Stated problem:
Pull out every line in the listing below that contains the word "water", and copy each such line in full.

**** Supplied material ****

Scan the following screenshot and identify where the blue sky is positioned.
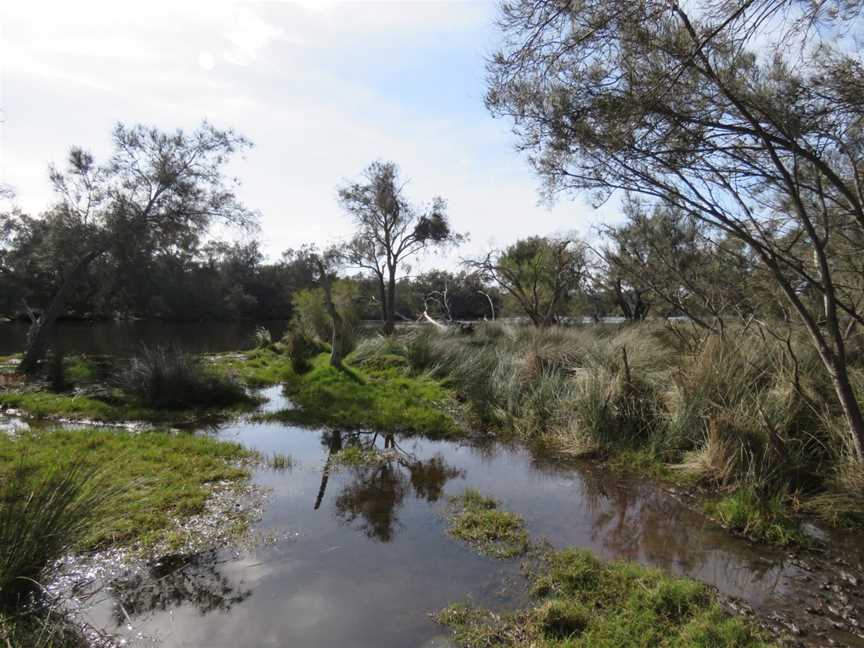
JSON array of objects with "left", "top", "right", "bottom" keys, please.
[{"left": 0, "top": 0, "right": 617, "bottom": 266}]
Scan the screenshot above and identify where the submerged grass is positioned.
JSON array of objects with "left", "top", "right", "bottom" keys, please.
[
  {"left": 0, "top": 429, "right": 252, "bottom": 550},
  {"left": 352, "top": 323, "right": 864, "bottom": 544},
  {"left": 706, "top": 487, "right": 804, "bottom": 545},
  {"left": 265, "top": 354, "right": 459, "bottom": 437},
  {"left": 448, "top": 488, "right": 530, "bottom": 558},
  {"left": 0, "top": 429, "right": 251, "bottom": 648},
  {"left": 0, "top": 348, "right": 255, "bottom": 425},
  {"left": 208, "top": 343, "right": 294, "bottom": 387},
  {"left": 437, "top": 549, "right": 772, "bottom": 648}
]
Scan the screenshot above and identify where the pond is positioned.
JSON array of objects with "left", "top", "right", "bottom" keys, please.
[
  {"left": 0, "top": 320, "right": 288, "bottom": 355},
  {"left": 11, "top": 388, "right": 864, "bottom": 648}
]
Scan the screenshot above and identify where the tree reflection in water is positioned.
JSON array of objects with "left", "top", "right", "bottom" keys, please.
[
  {"left": 111, "top": 550, "right": 252, "bottom": 627},
  {"left": 315, "top": 431, "right": 464, "bottom": 542},
  {"left": 579, "top": 468, "right": 785, "bottom": 592}
]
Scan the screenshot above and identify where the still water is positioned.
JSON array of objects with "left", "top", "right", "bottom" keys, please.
[
  {"left": 33, "top": 388, "right": 860, "bottom": 648},
  {"left": 0, "top": 320, "right": 288, "bottom": 355}
]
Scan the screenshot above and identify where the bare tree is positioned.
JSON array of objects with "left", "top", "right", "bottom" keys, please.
[
  {"left": 339, "top": 162, "right": 463, "bottom": 334},
  {"left": 19, "top": 123, "right": 255, "bottom": 372}
]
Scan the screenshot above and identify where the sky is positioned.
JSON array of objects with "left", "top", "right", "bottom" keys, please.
[{"left": 0, "top": 0, "right": 618, "bottom": 268}]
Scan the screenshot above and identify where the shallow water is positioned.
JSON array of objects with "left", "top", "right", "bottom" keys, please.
[{"left": 25, "top": 388, "right": 861, "bottom": 648}]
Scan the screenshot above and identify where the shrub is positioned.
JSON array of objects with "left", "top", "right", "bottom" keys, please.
[
  {"left": 282, "top": 326, "right": 324, "bottom": 374},
  {"left": 254, "top": 326, "right": 273, "bottom": 349},
  {"left": 117, "top": 346, "right": 248, "bottom": 408}
]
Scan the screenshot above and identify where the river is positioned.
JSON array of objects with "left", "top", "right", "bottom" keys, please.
[{"left": 5, "top": 387, "right": 864, "bottom": 648}]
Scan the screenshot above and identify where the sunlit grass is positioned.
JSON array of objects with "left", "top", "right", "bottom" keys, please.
[
  {"left": 448, "top": 488, "right": 529, "bottom": 558},
  {"left": 437, "top": 549, "right": 771, "bottom": 648},
  {"left": 0, "top": 429, "right": 252, "bottom": 549},
  {"left": 267, "top": 354, "right": 458, "bottom": 437}
]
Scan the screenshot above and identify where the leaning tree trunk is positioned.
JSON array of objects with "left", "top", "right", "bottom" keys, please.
[{"left": 18, "top": 250, "right": 104, "bottom": 373}]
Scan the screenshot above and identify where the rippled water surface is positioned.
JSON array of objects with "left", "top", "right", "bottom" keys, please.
[{"left": 18, "top": 389, "right": 864, "bottom": 648}]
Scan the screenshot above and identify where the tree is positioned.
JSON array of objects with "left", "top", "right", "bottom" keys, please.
[
  {"left": 339, "top": 162, "right": 463, "bottom": 334},
  {"left": 19, "top": 122, "right": 254, "bottom": 372},
  {"left": 465, "top": 236, "right": 587, "bottom": 326},
  {"left": 600, "top": 196, "right": 754, "bottom": 333},
  {"left": 487, "top": 0, "right": 864, "bottom": 457},
  {"left": 297, "top": 247, "right": 354, "bottom": 369}
]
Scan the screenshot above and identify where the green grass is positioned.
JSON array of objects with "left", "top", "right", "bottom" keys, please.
[
  {"left": 705, "top": 488, "right": 804, "bottom": 546},
  {"left": 0, "top": 609, "right": 90, "bottom": 648},
  {"left": 0, "top": 430, "right": 252, "bottom": 550},
  {"left": 209, "top": 343, "right": 294, "bottom": 387},
  {"left": 330, "top": 446, "right": 381, "bottom": 466},
  {"left": 264, "top": 354, "right": 459, "bottom": 437},
  {"left": 0, "top": 390, "right": 255, "bottom": 425},
  {"left": 448, "top": 488, "right": 530, "bottom": 558},
  {"left": 267, "top": 452, "right": 295, "bottom": 471},
  {"left": 437, "top": 549, "right": 771, "bottom": 648}
]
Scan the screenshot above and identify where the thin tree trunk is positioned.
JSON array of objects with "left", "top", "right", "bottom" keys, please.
[
  {"left": 820, "top": 352, "right": 864, "bottom": 461},
  {"left": 322, "top": 278, "right": 345, "bottom": 369},
  {"left": 378, "top": 276, "right": 387, "bottom": 329},
  {"left": 18, "top": 250, "right": 104, "bottom": 374},
  {"left": 384, "top": 272, "right": 396, "bottom": 335}
]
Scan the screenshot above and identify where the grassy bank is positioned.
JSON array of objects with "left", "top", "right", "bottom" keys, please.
[
  {"left": 436, "top": 489, "right": 769, "bottom": 648},
  {"left": 353, "top": 324, "right": 864, "bottom": 544},
  {"left": 448, "top": 488, "right": 529, "bottom": 558},
  {"left": 223, "top": 345, "right": 459, "bottom": 437},
  {"left": 437, "top": 549, "right": 771, "bottom": 648},
  {"left": 0, "top": 349, "right": 255, "bottom": 425},
  {"left": 0, "top": 429, "right": 253, "bottom": 550},
  {"left": 0, "top": 430, "right": 252, "bottom": 647}
]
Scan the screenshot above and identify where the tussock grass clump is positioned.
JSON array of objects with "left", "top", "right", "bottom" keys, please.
[
  {"left": 707, "top": 486, "right": 800, "bottom": 545},
  {"left": 0, "top": 454, "right": 111, "bottom": 611},
  {"left": 356, "top": 323, "right": 864, "bottom": 542},
  {"left": 449, "top": 488, "right": 530, "bottom": 558},
  {"left": 437, "top": 549, "right": 771, "bottom": 648},
  {"left": 282, "top": 326, "right": 324, "bottom": 374},
  {"left": 117, "top": 347, "right": 247, "bottom": 408},
  {"left": 0, "top": 429, "right": 252, "bottom": 550},
  {"left": 263, "top": 354, "right": 458, "bottom": 438},
  {"left": 267, "top": 452, "right": 294, "bottom": 471}
]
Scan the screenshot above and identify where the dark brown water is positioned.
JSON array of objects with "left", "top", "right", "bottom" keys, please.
[{"left": 11, "top": 389, "right": 861, "bottom": 648}]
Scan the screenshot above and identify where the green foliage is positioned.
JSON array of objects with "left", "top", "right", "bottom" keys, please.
[
  {"left": 267, "top": 452, "right": 294, "bottom": 471},
  {"left": 0, "top": 451, "right": 111, "bottom": 611},
  {"left": 268, "top": 354, "right": 458, "bottom": 437},
  {"left": 208, "top": 341, "right": 295, "bottom": 387},
  {"left": 282, "top": 326, "right": 322, "bottom": 374},
  {"left": 117, "top": 347, "right": 248, "bottom": 408},
  {"left": 448, "top": 488, "right": 529, "bottom": 558},
  {"left": 293, "top": 279, "right": 360, "bottom": 352},
  {"left": 254, "top": 326, "right": 273, "bottom": 349},
  {"left": 0, "top": 429, "right": 251, "bottom": 552},
  {"left": 437, "top": 549, "right": 771, "bottom": 648},
  {"left": 352, "top": 323, "right": 864, "bottom": 544},
  {"left": 0, "top": 606, "right": 91, "bottom": 648},
  {"left": 706, "top": 486, "right": 801, "bottom": 545}
]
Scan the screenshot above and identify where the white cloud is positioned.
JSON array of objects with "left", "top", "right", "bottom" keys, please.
[{"left": 0, "top": 0, "right": 613, "bottom": 262}]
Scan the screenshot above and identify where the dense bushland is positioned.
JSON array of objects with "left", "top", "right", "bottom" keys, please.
[{"left": 354, "top": 323, "right": 864, "bottom": 542}]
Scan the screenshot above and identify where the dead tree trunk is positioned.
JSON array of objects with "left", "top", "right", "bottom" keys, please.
[{"left": 18, "top": 250, "right": 104, "bottom": 374}]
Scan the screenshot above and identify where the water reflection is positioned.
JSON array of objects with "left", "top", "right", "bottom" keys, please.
[
  {"left": 315, "top": 431, "right": 465, "bottom": 542},
  {"left": 111, "top": 551, "right": 252, "bottom": 627}
]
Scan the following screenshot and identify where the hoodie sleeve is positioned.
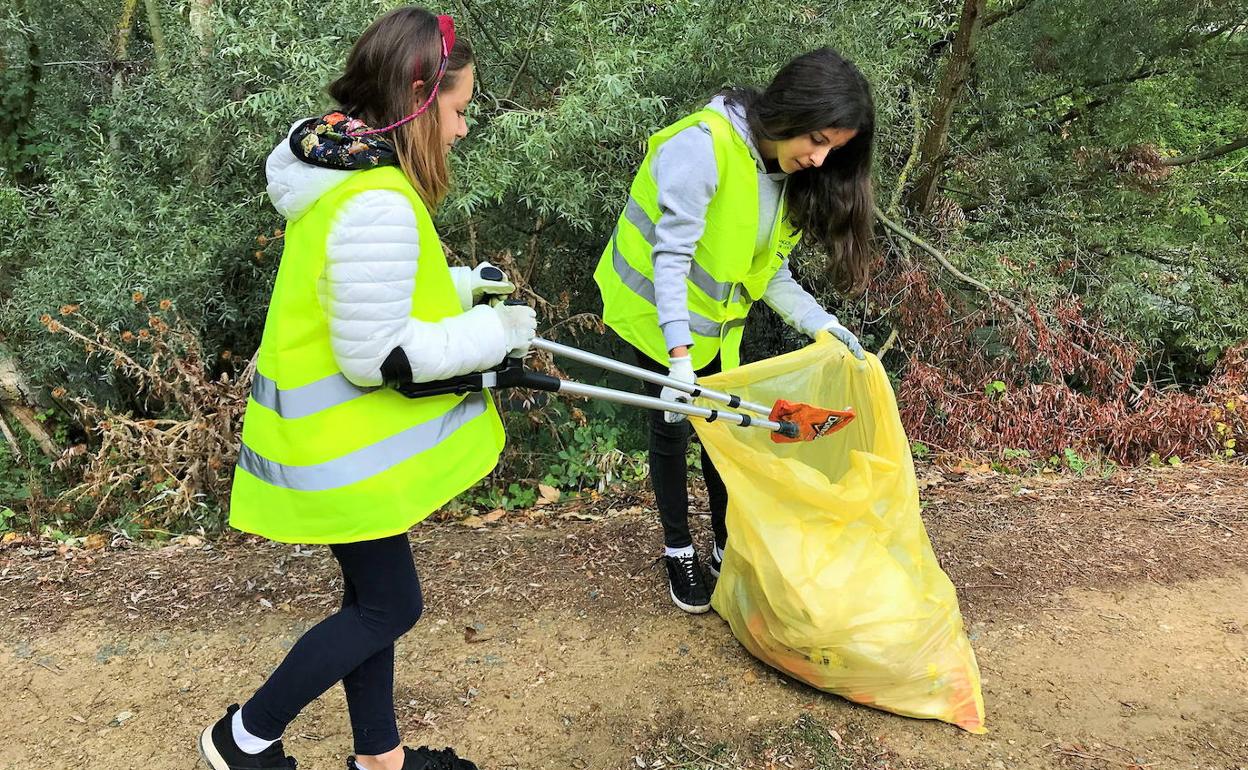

****

Task result:
Scan the screenshot above and identify where the tree reflection in water is positioned.
Scan the screenshot above and identify where the still water is positioned.
Scan the screenshot above and identify where the shallow water is positioned.
Scan the screenshot above and identify where the rippled water surface is positioned.
Scan the screenshot above and identify where the dark brown water is positioned.
Scan the screenshot above and identify where the water reflection is positioned.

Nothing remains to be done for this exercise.